- **Texte support**:
++++++++

Dans l’introduction, les auteurs rappellent que de nombreux essais cliniques ont été réalisés sur le Twin Block, mais qu’aucun n’a discuté des problèmes de compliance avec cet appareil.
Quelle était la question ?
Ils ont réalisé cette étude pour « Comparer les effets dentaires et squelettiques du port du Twin Block quand on le prescrit à temps plein ou à temps partiel. »
Qu’ont-ils fait ?
Ils ont réalisé un essai en groupes parallèles randomisé avec une allocation 1:1.
Le PICO était :
Participants :Patients de 11 à 13 ans avec une classe II 1 avec un surplomb supérieur à 7mm.
Intervention :Il est demandé de porter le Twin block à temps partiel, pour un total de 12 heures par jour.
Contrôle :Il est demandé de porter le Twin Block à temps plein, à part pour manger ou faire du sport (22 heures par jour).
Observation : le critère de jugement primaire est la réduction du surplomb. Le critère de jugement secondaire sont les changements squelettiques selon les mesures céphalométriques.
Ils ont installé une micro puce TheraMon dans un des blocks de chaque appareil. Le patient ne savait pas que le port de l’appareil était chronométré.

++++++++

- **Entrées de données**:
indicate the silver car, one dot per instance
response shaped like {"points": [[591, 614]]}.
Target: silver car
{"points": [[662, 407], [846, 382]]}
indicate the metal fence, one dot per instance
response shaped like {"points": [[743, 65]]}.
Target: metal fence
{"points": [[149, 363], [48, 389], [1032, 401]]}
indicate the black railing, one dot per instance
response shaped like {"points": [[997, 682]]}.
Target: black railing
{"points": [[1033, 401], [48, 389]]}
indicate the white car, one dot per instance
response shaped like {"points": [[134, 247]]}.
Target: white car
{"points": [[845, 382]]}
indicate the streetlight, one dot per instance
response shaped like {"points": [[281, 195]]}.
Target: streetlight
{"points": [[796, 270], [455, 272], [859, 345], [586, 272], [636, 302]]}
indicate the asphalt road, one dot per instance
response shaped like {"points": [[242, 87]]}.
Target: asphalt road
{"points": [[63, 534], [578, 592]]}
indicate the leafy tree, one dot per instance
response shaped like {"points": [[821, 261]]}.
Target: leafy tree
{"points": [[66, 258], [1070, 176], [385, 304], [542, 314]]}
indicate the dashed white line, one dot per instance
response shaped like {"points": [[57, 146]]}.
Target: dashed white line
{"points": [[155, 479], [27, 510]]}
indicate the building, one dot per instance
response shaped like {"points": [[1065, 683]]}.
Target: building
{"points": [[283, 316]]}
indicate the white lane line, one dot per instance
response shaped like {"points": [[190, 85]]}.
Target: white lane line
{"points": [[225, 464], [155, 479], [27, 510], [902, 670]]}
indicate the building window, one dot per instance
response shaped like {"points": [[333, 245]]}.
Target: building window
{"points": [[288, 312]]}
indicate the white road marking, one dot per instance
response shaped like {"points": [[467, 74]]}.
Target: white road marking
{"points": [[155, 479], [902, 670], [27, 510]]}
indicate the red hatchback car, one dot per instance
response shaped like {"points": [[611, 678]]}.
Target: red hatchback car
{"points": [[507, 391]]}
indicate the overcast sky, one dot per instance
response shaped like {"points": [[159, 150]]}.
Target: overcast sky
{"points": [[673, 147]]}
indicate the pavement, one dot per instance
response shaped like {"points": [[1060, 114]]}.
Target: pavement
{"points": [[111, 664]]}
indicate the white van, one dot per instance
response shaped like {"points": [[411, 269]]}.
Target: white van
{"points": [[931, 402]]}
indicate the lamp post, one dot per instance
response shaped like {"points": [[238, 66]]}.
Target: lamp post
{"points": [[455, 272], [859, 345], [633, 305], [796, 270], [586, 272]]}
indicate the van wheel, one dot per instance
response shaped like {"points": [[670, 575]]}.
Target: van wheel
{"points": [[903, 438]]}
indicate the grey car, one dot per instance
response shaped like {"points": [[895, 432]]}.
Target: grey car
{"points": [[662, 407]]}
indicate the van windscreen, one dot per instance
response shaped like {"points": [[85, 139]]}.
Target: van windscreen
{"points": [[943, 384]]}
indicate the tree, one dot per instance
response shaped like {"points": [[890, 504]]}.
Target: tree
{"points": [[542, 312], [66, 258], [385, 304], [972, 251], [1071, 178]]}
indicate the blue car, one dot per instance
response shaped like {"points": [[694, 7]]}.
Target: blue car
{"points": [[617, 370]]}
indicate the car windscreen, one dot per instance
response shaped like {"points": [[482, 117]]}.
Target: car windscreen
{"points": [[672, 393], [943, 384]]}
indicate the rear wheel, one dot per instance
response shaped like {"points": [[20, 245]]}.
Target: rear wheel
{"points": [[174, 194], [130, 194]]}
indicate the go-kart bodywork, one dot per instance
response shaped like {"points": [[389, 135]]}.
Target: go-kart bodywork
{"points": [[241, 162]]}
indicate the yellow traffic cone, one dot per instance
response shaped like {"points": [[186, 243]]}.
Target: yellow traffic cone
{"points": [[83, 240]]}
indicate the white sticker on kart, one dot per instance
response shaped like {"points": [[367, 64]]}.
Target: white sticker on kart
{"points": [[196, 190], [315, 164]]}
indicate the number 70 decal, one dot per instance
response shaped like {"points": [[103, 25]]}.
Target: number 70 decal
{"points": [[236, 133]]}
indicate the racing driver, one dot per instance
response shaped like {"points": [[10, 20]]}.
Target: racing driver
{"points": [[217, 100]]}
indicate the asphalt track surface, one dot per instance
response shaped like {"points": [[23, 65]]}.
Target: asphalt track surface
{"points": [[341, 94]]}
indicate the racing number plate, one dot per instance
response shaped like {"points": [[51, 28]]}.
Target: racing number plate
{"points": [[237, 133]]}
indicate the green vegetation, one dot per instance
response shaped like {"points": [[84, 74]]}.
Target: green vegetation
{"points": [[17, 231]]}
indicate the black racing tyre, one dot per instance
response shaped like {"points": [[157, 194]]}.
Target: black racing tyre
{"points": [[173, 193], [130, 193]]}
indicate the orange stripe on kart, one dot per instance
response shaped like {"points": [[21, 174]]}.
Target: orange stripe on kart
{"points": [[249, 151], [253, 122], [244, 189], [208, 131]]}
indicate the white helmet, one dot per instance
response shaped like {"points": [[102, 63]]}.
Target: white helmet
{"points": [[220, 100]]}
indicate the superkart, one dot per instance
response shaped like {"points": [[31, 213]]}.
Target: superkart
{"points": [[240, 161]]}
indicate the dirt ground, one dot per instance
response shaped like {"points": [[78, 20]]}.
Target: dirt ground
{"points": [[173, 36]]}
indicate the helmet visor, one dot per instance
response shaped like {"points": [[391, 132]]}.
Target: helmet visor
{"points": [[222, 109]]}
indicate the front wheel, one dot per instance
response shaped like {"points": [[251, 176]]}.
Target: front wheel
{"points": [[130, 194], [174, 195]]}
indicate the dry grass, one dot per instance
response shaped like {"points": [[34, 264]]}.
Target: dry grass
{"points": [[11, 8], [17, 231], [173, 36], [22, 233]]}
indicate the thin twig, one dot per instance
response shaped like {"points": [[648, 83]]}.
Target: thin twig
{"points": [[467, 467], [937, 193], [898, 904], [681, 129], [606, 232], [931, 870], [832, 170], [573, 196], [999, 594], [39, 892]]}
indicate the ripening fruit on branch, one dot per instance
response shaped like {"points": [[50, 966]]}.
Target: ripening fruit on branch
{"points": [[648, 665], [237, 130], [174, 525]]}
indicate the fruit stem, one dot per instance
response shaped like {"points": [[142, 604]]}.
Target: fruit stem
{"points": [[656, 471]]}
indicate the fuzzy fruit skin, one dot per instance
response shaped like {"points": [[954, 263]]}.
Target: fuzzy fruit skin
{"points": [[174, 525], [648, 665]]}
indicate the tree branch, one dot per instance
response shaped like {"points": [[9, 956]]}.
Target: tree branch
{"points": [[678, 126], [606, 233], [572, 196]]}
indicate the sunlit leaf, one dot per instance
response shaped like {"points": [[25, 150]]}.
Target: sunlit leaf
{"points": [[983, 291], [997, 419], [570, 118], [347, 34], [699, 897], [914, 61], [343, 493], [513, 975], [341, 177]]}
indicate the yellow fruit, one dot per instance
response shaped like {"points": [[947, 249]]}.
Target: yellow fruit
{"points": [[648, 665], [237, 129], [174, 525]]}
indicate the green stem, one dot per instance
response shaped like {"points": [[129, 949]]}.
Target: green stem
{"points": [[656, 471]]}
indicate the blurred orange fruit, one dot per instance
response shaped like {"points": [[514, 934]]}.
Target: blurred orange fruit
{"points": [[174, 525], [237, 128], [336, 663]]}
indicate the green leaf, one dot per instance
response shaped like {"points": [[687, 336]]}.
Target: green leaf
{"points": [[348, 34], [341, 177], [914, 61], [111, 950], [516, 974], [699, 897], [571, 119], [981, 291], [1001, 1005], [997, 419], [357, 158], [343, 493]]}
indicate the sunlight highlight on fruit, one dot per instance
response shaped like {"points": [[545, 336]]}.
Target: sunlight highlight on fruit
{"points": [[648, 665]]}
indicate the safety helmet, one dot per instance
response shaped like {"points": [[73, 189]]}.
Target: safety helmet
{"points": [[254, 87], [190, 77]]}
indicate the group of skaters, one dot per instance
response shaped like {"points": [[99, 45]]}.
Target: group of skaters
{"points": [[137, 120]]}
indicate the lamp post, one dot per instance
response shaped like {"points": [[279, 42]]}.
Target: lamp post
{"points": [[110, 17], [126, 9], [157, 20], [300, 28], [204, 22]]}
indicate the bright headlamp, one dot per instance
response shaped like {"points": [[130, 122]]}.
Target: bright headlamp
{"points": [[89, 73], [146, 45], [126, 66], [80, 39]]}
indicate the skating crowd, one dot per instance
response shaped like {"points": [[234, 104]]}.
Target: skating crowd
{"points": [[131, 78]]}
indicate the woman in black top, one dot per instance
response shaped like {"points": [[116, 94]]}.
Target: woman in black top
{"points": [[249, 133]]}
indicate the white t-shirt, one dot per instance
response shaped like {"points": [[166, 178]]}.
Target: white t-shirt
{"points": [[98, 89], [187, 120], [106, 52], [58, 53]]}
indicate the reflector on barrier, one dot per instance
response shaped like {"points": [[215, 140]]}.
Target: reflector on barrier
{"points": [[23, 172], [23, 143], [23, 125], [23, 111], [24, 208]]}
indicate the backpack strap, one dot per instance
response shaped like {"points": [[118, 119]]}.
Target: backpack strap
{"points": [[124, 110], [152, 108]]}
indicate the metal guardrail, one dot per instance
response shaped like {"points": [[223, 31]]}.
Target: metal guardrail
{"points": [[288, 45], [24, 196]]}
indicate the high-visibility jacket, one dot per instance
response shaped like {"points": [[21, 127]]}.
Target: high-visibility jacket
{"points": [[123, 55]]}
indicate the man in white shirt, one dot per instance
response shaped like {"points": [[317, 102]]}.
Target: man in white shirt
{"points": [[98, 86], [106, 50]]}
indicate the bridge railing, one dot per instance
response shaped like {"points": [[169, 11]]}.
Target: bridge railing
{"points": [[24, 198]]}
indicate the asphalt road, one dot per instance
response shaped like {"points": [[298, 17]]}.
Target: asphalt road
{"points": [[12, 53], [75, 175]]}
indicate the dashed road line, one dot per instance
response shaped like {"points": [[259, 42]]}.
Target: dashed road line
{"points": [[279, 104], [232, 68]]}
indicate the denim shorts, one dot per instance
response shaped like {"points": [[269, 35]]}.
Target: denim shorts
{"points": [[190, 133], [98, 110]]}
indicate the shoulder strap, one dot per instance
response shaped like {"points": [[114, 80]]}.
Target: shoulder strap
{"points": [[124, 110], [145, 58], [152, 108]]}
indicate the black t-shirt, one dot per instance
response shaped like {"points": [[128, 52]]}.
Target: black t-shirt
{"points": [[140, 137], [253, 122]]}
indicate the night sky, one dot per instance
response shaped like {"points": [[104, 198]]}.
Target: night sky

++++++++

- **Consigne de travail A**:
Répondez à ces questions d'après le texte sur le Twin Block :
(i) Quel était l'âge des patients inclus dans l'essai ?
(ii) Combien d'heures par jour le groupe à temps partiel devait-il porter l'appareil ?
(iii) Quel dispositif a été installé dans un des blocks de chaque appareil ?
- **Consigne de travail B**:
Indiquez si chaque affirmation concorde avec le texte sur le Twin Block. Répondez par oui ou non et citez les mots du texte qui permettent de trancher.
(i) Le surplomb des patients devait dépasser 7 mm.
(ii) Les patients savaient que le port de l'appareil était chronométré.
(iii) Le critère de jugement primaire portait sur les changements squelettiques.
- **Consigne de travail C**:
Reprenez le texte sur le Twin Block à la suite de sa dernière phrase et poursuivez-le en quelques phrases.

- **Espace réponse A**:
(i) Les patients avaient de 11 à 13 ans.
(ii) Ils devaient le porter 12 heures par jour.
(iii) Une micro puce TheraMon a été installée.

- **Espace réponse B**:
(i) Oui : « avec un surplomb supérieur à 7mm ».
(ii) Non : « Le patient ne savait pas que le port de l’appareil était chronométré. »
(iii) Non : « le critère de jugement primaire est la réduction du surplomb ».

- **Espace réponse C**:
Le calcul de la taille de l’échantillon avait montré qu’ils devaient inclure 62 patients pour cette étude. Ils ont utilisé une randomisation et une mise en aveugle à l’aide d’enveloppe scellées. Ils ne pouvaient pas réaliser l’étude à l’aveugle pour les praticiens. Cependant, ils ont collecté les données à partir d’études céphalométriques anonymisées. L’analyse statistique a été réalisée par une utilisation appropriée de l’analyse de covariance.
Qu’ont-ils trouvé ?
62 patients ont été inclus dans l’étude. A la fin des 12 mois, 55 patients étaient arrivés à bout de l’étude. Il y avait 6 perdus de vue dans le groupe du port continu et 1 dans l’autre groupe. Les groupes étaient comparables au début du traitement.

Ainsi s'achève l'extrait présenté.